Specifically pertaining to Junipers, I'm reading don't use nitrogen or use high fertilizers high in nitrogen.

When is the best time to fertilize and what fertilizer do you recommend?

  • They are all potted junipers

  • I have 7 Junipers, 20l x3, and the rest in small pots.

  • One, potted in a cascade pot is almost completely brown

  • Another has brown at tips

    • The youngest 2 are suffering the most

    • They were all repotted 14 months ago and have been doing well until a few months ago.

Soil used. 3 parts: A general potting mix strained to remove fine particles and sand. Organic including pine bark left 1 part Vermaculite and Leca add Bone meal add Seaweed add multicote slow release

weather here is not the best. - Strong winds. average 20km gusts 30km - Our summers are hot 28c + - we have moved into autumn and it averages 24c

They are positioned outside on benches. They receive partial to full sun.

Focusing on the two unhealthy junipers.

Stored data:
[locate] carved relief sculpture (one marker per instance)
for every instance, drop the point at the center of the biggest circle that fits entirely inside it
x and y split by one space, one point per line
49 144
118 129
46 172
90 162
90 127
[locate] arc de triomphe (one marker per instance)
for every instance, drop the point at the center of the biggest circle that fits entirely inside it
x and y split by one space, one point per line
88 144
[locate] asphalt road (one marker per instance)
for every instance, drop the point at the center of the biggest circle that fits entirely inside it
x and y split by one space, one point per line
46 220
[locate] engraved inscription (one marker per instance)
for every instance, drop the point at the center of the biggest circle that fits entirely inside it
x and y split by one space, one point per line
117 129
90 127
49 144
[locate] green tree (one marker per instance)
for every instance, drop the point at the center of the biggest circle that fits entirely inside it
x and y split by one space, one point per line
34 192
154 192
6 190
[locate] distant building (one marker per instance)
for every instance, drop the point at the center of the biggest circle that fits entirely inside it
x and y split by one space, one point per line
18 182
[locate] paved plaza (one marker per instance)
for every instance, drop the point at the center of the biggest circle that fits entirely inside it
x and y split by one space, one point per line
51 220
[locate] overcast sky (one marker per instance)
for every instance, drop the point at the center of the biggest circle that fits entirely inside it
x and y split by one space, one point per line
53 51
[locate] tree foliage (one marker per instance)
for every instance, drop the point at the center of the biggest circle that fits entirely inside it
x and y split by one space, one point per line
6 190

__Tasks for this exercise__:
1. Can you quote the juniper post word for word, everything from "Specifically pertaining to" down to "in small pots."?
2. Answer these questions about the juniper post:
(a) How many junipers does the writer have?
(b) How long ago were they all repotted?
(c) What is the average temperature now that autumn has come?

__Exercise results__:
1.
Specifically pertaining to Junipers, I'm reading don't use nitrogen or use high fertilizers high in nitrogen.

When is the best time to fertilize and what fertilizer do you recommend?

  • They are all potted junipers

  • I have 7 Junipers, 20l x3, and the rest in small pots.

2.
(a) Seven.
(b) 14 months ago.
(c) 24c.